DO THIS:
Recast every line of the listing below as a numbered list, skipping blank lines and leaving the pictures out.

(Pointing records)
★ ★ ★ ★ ★ ★ ★
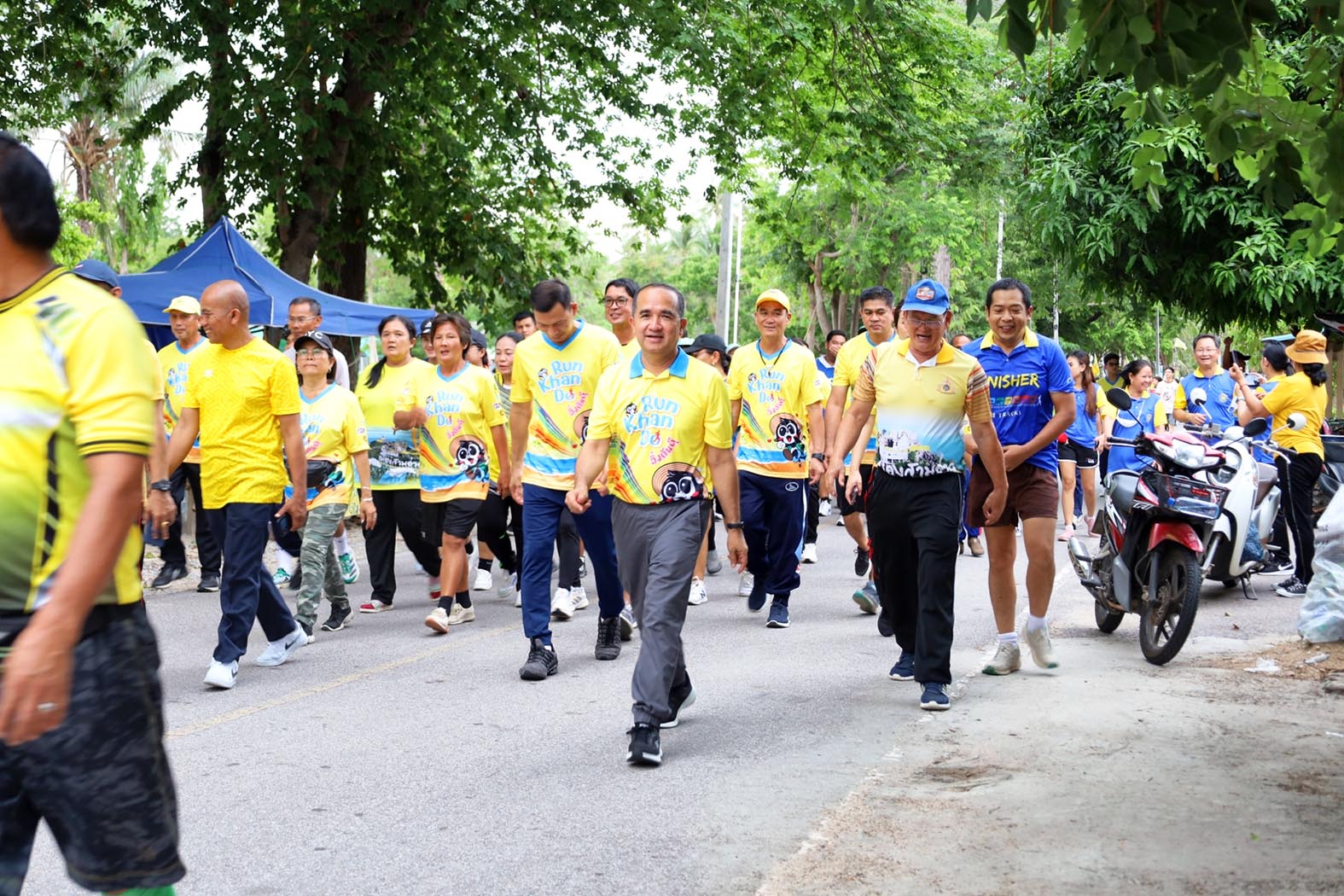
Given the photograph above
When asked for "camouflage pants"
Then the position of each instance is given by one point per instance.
(317, 561)
(101, 779)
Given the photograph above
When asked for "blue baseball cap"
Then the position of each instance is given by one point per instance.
(928, 296)
(96, 271)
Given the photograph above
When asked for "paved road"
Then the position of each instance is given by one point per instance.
(386, 759)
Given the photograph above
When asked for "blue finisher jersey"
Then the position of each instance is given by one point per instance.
(1021, 388)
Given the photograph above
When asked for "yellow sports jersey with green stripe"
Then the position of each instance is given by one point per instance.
(776, 393)
(559, 381)
(82, 386)
(660, 426)
(848, 362)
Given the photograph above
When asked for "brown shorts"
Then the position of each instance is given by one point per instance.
(1033, 492)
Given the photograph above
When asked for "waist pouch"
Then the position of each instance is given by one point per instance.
(319, 472)
(98, 618)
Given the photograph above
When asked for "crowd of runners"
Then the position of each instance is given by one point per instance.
(616, 448)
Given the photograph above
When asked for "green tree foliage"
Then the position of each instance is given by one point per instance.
(1257, 84)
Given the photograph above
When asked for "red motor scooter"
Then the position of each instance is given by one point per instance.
(1154, 527)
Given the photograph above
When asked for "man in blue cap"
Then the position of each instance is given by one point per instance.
(1033, 395)
(922, 390)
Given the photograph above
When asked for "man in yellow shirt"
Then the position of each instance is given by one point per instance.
(81, 707)
(668, 419)
(175, 363)
(923, 391)
(781, 448)
(556, 374)
(242, 400)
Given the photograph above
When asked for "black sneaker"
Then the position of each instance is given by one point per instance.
(608, 638)
(680, 697)
(1276, 567)
(540, 662)
(339, 618)
(168, 575)
(645, 748)
(1290, 587)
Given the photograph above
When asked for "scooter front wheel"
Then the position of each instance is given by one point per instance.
(1168, 615)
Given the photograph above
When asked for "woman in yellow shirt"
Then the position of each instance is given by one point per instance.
(1302, 393)
(394, 463)
(456, 413)
(334, 435)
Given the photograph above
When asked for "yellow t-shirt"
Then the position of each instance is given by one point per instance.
(559, 381)
(922, 410)
(848, 362)
(175, 363)
(660, 428)
(1296, 394)
(776, 393)
(241, 393)
(393, 454)
(334, 428)
(456, 444)
(84, 385)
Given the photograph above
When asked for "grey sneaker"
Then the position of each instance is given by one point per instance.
(277, 652)
(1005, 661)
(1042, 652)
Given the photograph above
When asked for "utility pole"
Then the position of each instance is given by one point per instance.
(724, 292)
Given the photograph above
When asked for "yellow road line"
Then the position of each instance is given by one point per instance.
(242, 713)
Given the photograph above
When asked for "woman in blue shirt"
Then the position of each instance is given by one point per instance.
(1147, 414)
(1078, 451)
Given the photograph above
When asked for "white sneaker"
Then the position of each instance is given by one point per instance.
(1042, 652)
(561, 605)
(277, 652)
(698, 594)
(222, 675)
(1007, 660)
(437, 620)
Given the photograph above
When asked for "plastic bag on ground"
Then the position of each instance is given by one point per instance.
(1322, 617)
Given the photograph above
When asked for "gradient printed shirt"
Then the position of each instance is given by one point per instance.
(922, 407)
(84, 386)
(1021, 383)
(776, 393)
(660, 428)
(559, 381)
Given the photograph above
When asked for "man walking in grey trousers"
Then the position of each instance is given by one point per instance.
(671, 422)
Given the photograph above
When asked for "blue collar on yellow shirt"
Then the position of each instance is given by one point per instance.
(679, 367)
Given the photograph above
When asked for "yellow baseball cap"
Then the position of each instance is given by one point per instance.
(774, 296)
(184, 304)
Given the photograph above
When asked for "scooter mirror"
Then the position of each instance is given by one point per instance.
(1255, 428)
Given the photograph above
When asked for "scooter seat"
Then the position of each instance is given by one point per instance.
(1268, 476)
(1120, 488)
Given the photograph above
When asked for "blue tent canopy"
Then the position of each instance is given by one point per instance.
(224, 254)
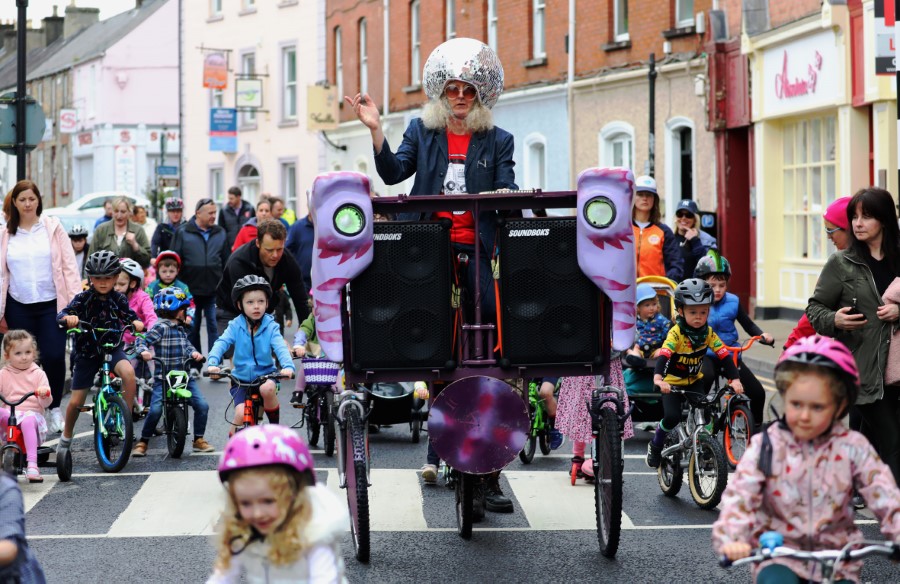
★ ★ ★ ★ ★ ★ ★
ANSWER FOR THE TASK:
1. Given the photograph above
2. When asked for "camouflage pants"
3. Then the position of each instance is given by one point per instance.
4. (317, 561)
5. (101, 779)
6. Given the photograph above
7. When asked for "blue baseball cap"
8. Then the position of each instance is given by one point per instance.
9. (928, 296)
10. (96, 271)
11. Given the photograph above
12. When asked for "paved road"
13. Then the position of each instance is given by one point per instance.
14. (386, 759)
15. Given the photograph above
16. When asked for "blue finisher jersey"
17. Then the position of each instance is given by one point per instance.
18. (1021, 388)
19. Given the photograph above
20. When asked for "yellow sports jersey with green stripe"
21. Then the position of each instance is given by one point per instance.
22. (776, 393)
23. (559, 381)
24. (82, 386)
25. (660, 426)
26. (848, 362)
27. Given the photograph above
28. When asked for "brown shorts"
29. Then the position of each instance is given by one point per instance.
30. (1033, 492)
31. Given the photograph above
32. When asked for "waist pouch"
33. Then the position of each instance is given by one point per instance.
34. (319, 472)
35. (98, 618)
36. Given the photograph above
37. When asked for "crowd of runners"
38. Then the position of each instance is given by one point per instance.
39. (616, 448)
40. Given the photograph above
41. When asked for "green tree foliage"
42. Then the position of each instance is given by one point per instance.
43. (1257, 84)
44. Given the photograph above
45. When asked for "red motor scooter"
46. Then the position of each instance is given by one point per instance.
47. (1154, 527)
48. Given the photograph above
49. When asked for "man in blue cap"
50. Then the position of each instance is given by one point per instance.
51. (1033, 395)
52. (922, 390)
53. Given the photograph above
54. When asked for "man in yellow shirt"
55. Then the position of each instance is given by one point per instance.
56. (81, 707)
57. (668, 419)
58. (175, 363)
59. (923, 391)
60. (781, 448)
61. (556, 374)
62. (242, 400)
63. Given the photograph above
64. When asked for "black sneaker"
65. Then the position of each instance is given by one point per instance.
66. (608, 638)
67. (680, 697)
68. (1276, 567)
69. (540, 662)
70. (339, 618)
71. (168, 575)
72. (645, 748)
73. (1290, 587)
74. Given the photograph above
75. When asked for "scooter front wheel"
76. Then the position of each instance is given by one point per instance.
77. (1168, 615)
78. Given the photograph above
79. When asked for "woman in yellow shirt"
80. Then the position of each instance is given by one point per instance.
81. (1302, 393)
82. (394, 463)
83. (456, 413)
84. (334, 435)
85. Given the photograph above
86. When asked for "yellow t-shirt"
87. Then the position of each instance is given by one point per instance.
88. (559, 381)
89. (922, 410)
90. (848, 362)
91. (175, 363)
92. (660, 428)
93. (1296, 394)
94. (776, 393)
95. (241, 393)
96. (393, 454)
97. (334, 428)
98. (456, 444)
99. (84, 385)
100. Given the photograph above
101. When asked for "grey sneaker"
102. Then the position of each instance is given by one point per instance.
103. (277, 652)
104. (1005, 661)
105. (1042, 652)
106. Given the photograph above
107. When asked for "utility pole"
108. Then the position of each instance is given by one point per instance.
109. (724, 292)
110. Given the photograph above
111. When asked for "yellow road line"
112. Then the position of each instance is given by one point per instance.
113. (242, 713)
114. Given the photograph above
115. When asked for "woman in blue shirt"
116. Then the position of each instance is given by one point per instance.
117. (1147, 414)
118. (1078, 451)
119. Given the photograph above
120. When asked for "white sneaker"
121. Then the position of each instance is given by one point per instance.
122. (1042, 652)
123. (561, 605)
124. (277, 652)
125. (698, 594)
126. (222, 675)
127. (1007, 660)
128. (437, 620)
129. Given the photograph above
130. When asked for "plastic bag on ground"
131. Then the position of each instance is given by one point per instance.
132. (1322, 617)
133. Given the photograph above
134. When asked for "gradient printed shirt"
135. Then the position of each instance is given by one point per instance.
136. (922, 407)
137. (84, 386)
138. (1021, 383)
139. (776, 393)
140. (660, 428)
141. (559, 381)
142. Given the photograph above
143. When asked for "man walking in grey trousers"
144. Then the position of each instance is given by one point per instance.
145. (671, 422)
146. Given the photograph above
147. When asked for "blue collar on yellow shirt"
148. Then the position of each instance is given by one point per instance.
149. (679, 367)
150. Given the photograph above
151. When asked for "yellow baseball cap"
152. Then the position of each instance is given by one point per instance.
153. (774, 296)
154. (184, 304)
155. Given the photograph above
156. When asked for "scooter mirror"
157. Then the position of each instance is given by one point per instance.
158. (1255, 428)
159. Given the photograph above
160. When asked for "scooter seat"
161. Then the position of each instance is given by one point per instance.
162. (1268, 476)
163. (1120, 488)
164. Given the photograph above
165. When asked for "blue tent canopy"
166. Then the position of each instance is given by one point per instance.
167. (224, 254)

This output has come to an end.